To do
Without any images, output the records below verbatim.

Recorded information
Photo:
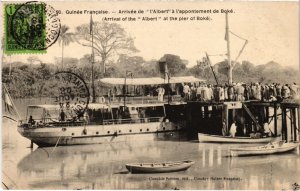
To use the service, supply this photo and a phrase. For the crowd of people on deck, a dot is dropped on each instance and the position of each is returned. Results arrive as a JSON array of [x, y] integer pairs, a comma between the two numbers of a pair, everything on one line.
[[239, 92], [207, 92]]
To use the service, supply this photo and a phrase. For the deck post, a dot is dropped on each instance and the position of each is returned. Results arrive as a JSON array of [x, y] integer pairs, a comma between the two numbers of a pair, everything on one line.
[[295, 125], [299, 121], [292, 122], [275, 119], [267, 114], [284, 132], [225, 117]]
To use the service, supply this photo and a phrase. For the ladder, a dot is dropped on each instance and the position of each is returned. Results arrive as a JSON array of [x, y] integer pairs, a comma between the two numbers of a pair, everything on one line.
[[251, 115]]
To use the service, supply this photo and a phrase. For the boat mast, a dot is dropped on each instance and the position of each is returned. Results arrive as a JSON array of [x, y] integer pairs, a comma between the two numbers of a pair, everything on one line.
[[228, 51], [93, 61]]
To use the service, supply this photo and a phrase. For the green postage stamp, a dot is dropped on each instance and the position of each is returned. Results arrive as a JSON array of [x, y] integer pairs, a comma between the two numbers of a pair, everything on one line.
[[30, 27]]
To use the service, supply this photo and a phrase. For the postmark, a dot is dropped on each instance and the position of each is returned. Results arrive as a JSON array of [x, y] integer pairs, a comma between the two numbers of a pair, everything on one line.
[[30, 28], [71, 93]]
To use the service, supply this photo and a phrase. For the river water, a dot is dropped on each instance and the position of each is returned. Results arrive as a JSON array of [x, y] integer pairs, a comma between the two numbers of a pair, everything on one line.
[[102, 166]]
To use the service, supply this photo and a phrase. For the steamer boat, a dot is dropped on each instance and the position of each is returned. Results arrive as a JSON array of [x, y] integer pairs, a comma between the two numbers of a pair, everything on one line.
[[107, 121]]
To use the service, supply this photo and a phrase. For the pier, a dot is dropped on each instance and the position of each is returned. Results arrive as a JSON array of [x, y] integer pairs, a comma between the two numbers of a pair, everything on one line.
[[250, 117]]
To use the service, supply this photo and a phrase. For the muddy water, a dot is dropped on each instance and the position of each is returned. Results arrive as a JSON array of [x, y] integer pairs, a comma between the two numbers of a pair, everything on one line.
[[103, 166]]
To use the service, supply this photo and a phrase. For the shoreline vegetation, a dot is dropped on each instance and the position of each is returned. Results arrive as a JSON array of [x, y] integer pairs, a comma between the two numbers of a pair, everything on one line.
[[29, 80], [113, 51]]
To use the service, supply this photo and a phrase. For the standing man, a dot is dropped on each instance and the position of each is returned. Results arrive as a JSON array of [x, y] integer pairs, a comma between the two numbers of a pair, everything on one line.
[[161, 91], [186, 91]]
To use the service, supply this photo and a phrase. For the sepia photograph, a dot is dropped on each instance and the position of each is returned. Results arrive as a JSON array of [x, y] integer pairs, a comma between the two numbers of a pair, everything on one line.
[[150, 95]]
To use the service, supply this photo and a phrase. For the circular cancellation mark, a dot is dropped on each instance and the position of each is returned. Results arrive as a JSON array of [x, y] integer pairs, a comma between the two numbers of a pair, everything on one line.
[[35, 26]]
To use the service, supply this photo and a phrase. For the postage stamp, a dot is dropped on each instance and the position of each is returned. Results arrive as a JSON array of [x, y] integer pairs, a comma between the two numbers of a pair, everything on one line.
[[30, 28]]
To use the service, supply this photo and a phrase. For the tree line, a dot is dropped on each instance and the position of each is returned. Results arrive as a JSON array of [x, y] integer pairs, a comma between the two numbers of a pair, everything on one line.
[[113, 51]]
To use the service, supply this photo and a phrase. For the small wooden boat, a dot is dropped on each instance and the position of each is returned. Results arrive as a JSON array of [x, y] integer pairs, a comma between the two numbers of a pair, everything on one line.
[[227, 139], [271, 148], [159, 167]]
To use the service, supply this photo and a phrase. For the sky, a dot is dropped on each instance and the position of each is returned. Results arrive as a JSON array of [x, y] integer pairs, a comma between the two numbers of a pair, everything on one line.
[[271, 28]]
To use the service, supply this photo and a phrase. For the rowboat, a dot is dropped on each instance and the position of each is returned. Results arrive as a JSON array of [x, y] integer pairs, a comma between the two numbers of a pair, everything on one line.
[[159, 167], [227, 139], [270, 148]]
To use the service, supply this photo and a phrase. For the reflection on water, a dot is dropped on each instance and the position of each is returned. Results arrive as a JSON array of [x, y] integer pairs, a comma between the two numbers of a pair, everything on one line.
[[103, 166]]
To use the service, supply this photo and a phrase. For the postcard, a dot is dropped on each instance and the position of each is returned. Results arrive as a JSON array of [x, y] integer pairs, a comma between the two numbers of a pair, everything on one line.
[[150, 95]]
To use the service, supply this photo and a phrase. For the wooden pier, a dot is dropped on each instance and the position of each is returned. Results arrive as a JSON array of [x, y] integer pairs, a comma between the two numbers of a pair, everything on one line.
[[216, 118]]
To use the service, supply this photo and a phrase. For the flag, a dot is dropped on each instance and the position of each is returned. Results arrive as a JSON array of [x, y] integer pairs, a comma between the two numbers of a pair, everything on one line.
[[226, 36], [91, 25], [203, 63]]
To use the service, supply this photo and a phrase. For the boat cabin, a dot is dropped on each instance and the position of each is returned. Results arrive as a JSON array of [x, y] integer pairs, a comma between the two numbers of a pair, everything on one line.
[[95, 114]]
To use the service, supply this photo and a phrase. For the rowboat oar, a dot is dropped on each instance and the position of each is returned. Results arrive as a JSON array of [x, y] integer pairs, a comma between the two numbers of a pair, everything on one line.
[[55, 145]]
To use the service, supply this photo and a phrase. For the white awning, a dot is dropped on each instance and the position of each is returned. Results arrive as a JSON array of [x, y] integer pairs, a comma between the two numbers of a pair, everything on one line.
[[149, 81]]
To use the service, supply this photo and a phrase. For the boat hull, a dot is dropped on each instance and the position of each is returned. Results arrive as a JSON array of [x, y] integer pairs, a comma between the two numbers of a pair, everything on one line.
[[136, 168], [96, 134], [263, 151], [220, 139]]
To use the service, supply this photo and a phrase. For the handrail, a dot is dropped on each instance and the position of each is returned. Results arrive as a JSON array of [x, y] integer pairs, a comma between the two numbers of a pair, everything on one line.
[[103, 122]]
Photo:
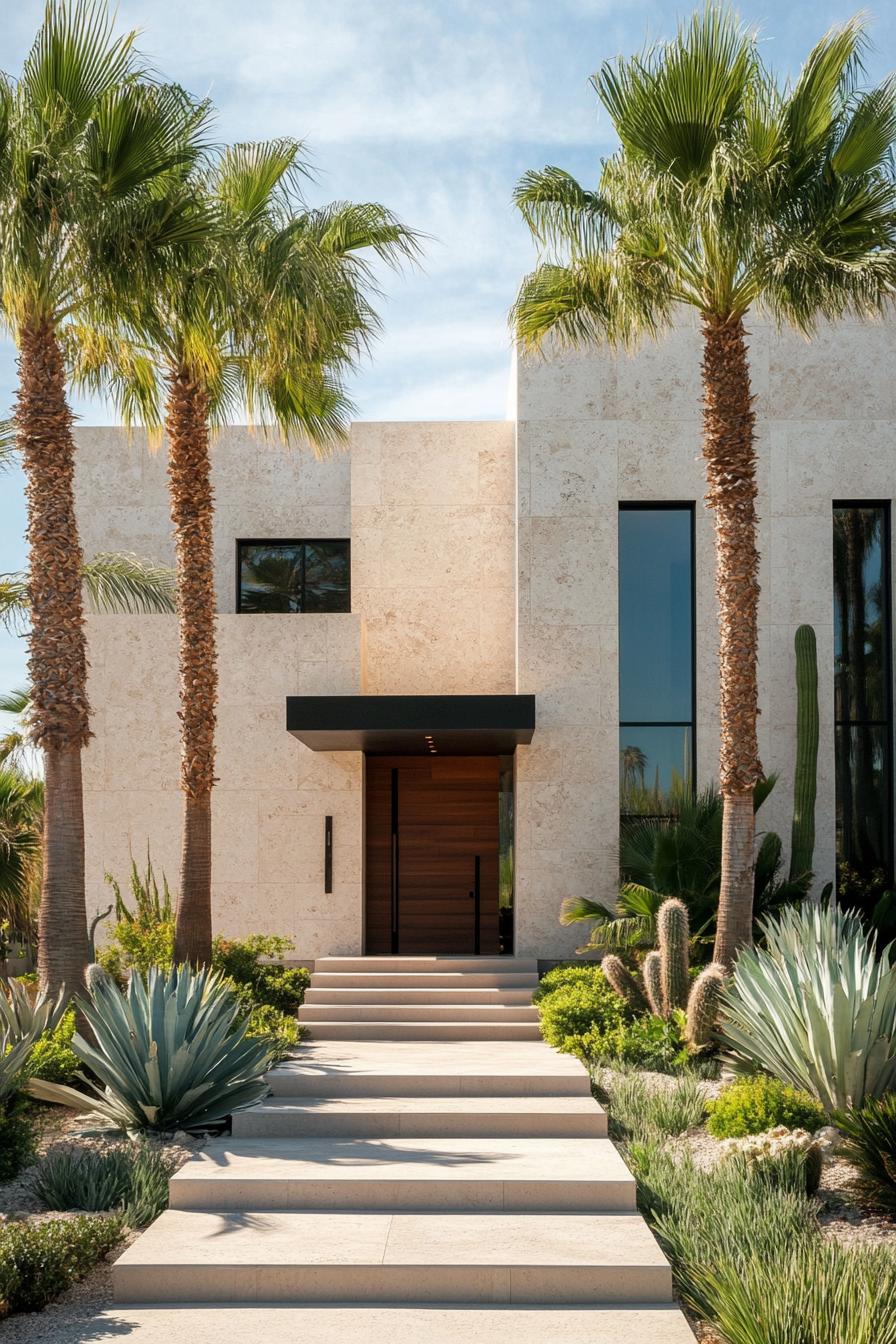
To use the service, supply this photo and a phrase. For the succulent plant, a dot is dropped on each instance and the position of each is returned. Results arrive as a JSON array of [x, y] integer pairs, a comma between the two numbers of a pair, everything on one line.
[[816, 1007], [171, 1053]]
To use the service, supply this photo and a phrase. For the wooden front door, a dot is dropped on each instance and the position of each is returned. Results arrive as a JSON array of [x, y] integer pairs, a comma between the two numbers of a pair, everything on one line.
[[431, 855]]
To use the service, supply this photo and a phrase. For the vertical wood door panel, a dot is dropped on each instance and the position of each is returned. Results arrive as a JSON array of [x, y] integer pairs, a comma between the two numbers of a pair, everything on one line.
[[448, 813]]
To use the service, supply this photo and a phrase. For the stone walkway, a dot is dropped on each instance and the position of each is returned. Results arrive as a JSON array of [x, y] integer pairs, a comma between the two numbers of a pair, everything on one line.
[[399, 1191]]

Answer space
Photo:
To use the service, supply this photo and a phrase. For the crowd of people on deck, a dot is dropped on each instance and the position of each is returned. Results arrive as a JSON array of [x, y] integer pairs, a comma between the two numbers of a pair, everything on one line.
[[239, 92], [207, 92]]
To use the service, supply this photo and a phrase. For the deck post, a dot is dropped on each instance and the position of each is returned. Results arrive as a JSON array of [x, y] integer pairs, a comma between the two numbers of a pair, everything on one line.
[[295, 125], [299, 121], [292, 122], [275, 119], [267, 114], [284, 132], [225, 117]]
To use the service, supply this photo and a phrase. For the ladder, a dot is dropped on each instance and the position of each is returned. Results arrive as a JSON array of [x, y] integer pairs, a comma between the two numbers of a pair, everything on one line.
[[251, 115]]
To use the service, supply this photo and a phrase. For the boat mast, a dot is dropped on each instance and the position of each is returned. Results arrive as a JSON array of [x, y] integer pairs, a comma between the two numbers of a pair, everything on one line.
[[228, 51], [93, 61]]
To use the service, supply this photo and a phrase. For the green postage stamp, a dot is dropped on each instance and the position of each is returned. Results arrive as a JSON array of [x, y] integer pairs, a comma between the two numbers of a pair, everything on one line.
[[30, 27]]
To use the service, supply this photo and a phrase. For the postmark, a dot is dropped on each instance and the position of each is returned. Results arrive as a JSON array of [x, y] integer pairs, a comma between the two numbers of a pair, everything on one line.
[[30, 28], [71, 93]]
To use the service, supply this photo and a phrase. For the river water, a dot is dropped on each instance and the position of each is returned. Results arrive as a JSON array of [x, y] integer pairs, a comma between the two numbers of a pair, everything on one line.
[[102, 166]]
To use the service, supply this photo and a phrase. For the steamer boat, a dot is dropped on each instance and the position of each is returned. Results arrive as a JSON array of [x, y] integer pairs, a comma between the two numbers of a pair, everything on one line.
[[107, 121]]
To use the service, supply this photo and a phrase. For the pier, a dot is dropped on each instance and the position of each is returned. Results arrive as a JSON array of [x, y] integer pairs, a comma between the two numbers of a pair, everything on one line.
[[250, 117]]
To use the service, supply this photo and a phrase. For the muddy water, a dot is dropped on each instance and the position of each is returned. Results arrive as a JSON array of [x, y] integer pairs, a comma between the two numbers of a pair, everything on one line.
[[103, 166]]
To use the service, supply this photo and a phrase. For the shoreline vegetation, a dot is dropped on each instance and the position of each is returned. Results arrive as a JSON array of [x, y] integer pairs, a comma between the two numbers of a pair, everything on one line.
[[29, 80], [113, 51]]
To use the service, supply this photo and a phrase. For the standing man, a dot is dropped on each instance and the position of each is returned. Results arrive as a JSON array of [x, y] integer pairs, a comma between the two numbers of a pair, everything on one line.
[[161, 91], [186, 91]]
To use the service, supply this photo and a phrase. For the sepia photograph, a dot is dropped on each instance and the position of each is returned. Results arrive as a JSON array of [x, y] integer pairs, a comma between the two numbers of a pair, everything on one line.
[[150, 95]]
To use the service, supply this photo and a phrase. For the circular cancellation mark, a dot is dropped on each instance and the position of each is returned. Results arrive as a JSON array of [x, y] integer pairs, a comma between the two numbers of a pair, everything on one line.
[[35, 26]]
To use the service, supply this photo and a phrase. For the postage stamp, a dot is dropped on each instance and the position of each is returned. Results arrive as a JSON array of [x, y] integer pairs, a comma between the two numbers of a pair, everything on one line.
[[30, 28]]
To use the service, supply this photo and a phrase. For the tree line, a dot is dropped on each instance and the position of each is returned. Results arrive as a JSON array of [x, y] integer pairs, a comma between the two numbers of a pair, everything on one line.
[[113, 51]]
To use the service, supply this photo and a phrase. For the small wooden boat, a dot is dropped on each instance and the position of each is returned. Results arrive as a JSON array of [x, y] integer pairs, a comma between the two numbers of a pair, everything on one line.
[[227, 139], [271, 148], [159, 167]]
To use the service, supply this photo and a phrase. For the sky, a dot is dropped on each instance and the position of each is returned. Results arrive as a JSON array of [x, y] integer pairs, a comma between the two numbers of a pair, everything on one line.
[[271, 28]]
To use the service, supply this photo and a phrase. For the rowboat, a dot is dropped on each instance and the position of each is returned. Results arrive as a JSON array of [x, y] integer pairs, a comma between the two numbers of a pair, everything on one line.
[[159, 167], [227, 139], [270, 148]]
To use the service, supply this photo and a phrase. For the reflection on water, a dot is dropped on each instance and the position of each is returned. Results arrive as a JSON array of [x, y] integer pairs, a comma between the two numbers of a pair, everything on one line.
[[103, 166]]
To use the service, supply this photo and a phrase. For the postcard, a dot is dropped on each instance and the position of each is returned. Results arrive as a JSON array of [x, y] integer pairs, a comma between the two numbers of a pair, everything on one line.
[[150, 95]]
To use the service, supply this photo and a phrase. For the wooden pier, a dot is dropped on each instance and the position of each is returned. Results arrive as a JSON array of [x, y] integer pairs, a comma between the two numbers of a pair, everything on one line.
[[216, 118]]
To use the service, supply this photo and a phrase. For the flag, a dot is dropped on each instance and the position of each is returned. Results arrive as a JSON array of [x, y] integer pairs, a comma between the two numbers of a pair, everything on one line.
[[226, 36], [91, 25], [203, 63]]
To use the service, supply this photo and a phrase. For the boat cabin, a dot is dropped on each instance and the position of each is returned. Results arrive as a JSON array of [x, y] integer pairs, a comma between the two numbers of a pair, everything on one line.
[[95, 114]]
To use the service, supply this photo and a phrase. For the rowboat oar, a dot is dropped on each instance and the position of each is returned. Results arrive as a JSON array of [x, y] integer pairs, a comma between the two numbers of a pair, everything on one line.
[[55, 145]]
To use the service, supply this photo and a phrase. For the white awning, a dot is dropped on each instance and the position of each is returned. Results arrive as a JSON array of [x, y] integer pairs, a comma between the two numbers of a pair, everything on one line.
[[149, 81]]
To use the service, supply this photo and a phrase. For the boat hull, a dot is dropped on each instance and the position of each is returned. Results arrive as a JSON array of [x, y] integer pairs, a comma between the two numbers of a pair, everything on one line.
[[136, 168], [96, 134], [263, 151], [220, 139]]
To use the service, supply this photo and a phrase. For the handrail, a dot is dropped on each instance and the position of each is returned. Results arrive as a JSON array of [x, y] integer pairs, a comma between the two numbers of a pair, everything on one line.
[[103, 122]]
Photo:
To use the service, supply this photo and a phrase. For the succulent plant, a dot is dropped on each instance and the position of each is returned. Results arrive as a JSON array of [x, y] integer pairs, a comma between the two numbers of a pair, everything on one line.
[[816, 1007], [171, 1053]]
To use the service, supply this photo and a phrase. For the wooden front door, a dot is dropped on each instance and the position of each is returned. Results arrive as a JSON array of [x, y] integer pairs, a comma between the two numbers of a pair, everything on one line.
[[431, 855]]
To use the service, supply this photo and a phrase. For the vertical wood door panel, a dot is dropped on each instance and the position of each is returned. Results arrive as a JSON array of [x, y] integer pairs, a comma between the two numbers of a pair, everything on one line.
[[448, 813]]
To use the service, supply this photo and a phrase. For the stone walkway, a dot is dropped on each instance and the position of each is returned. Results arrive as a JSON array of [x, y] integer pairs, a comma between the two numbers of a pair, everything on one line.
[[399, 1191]]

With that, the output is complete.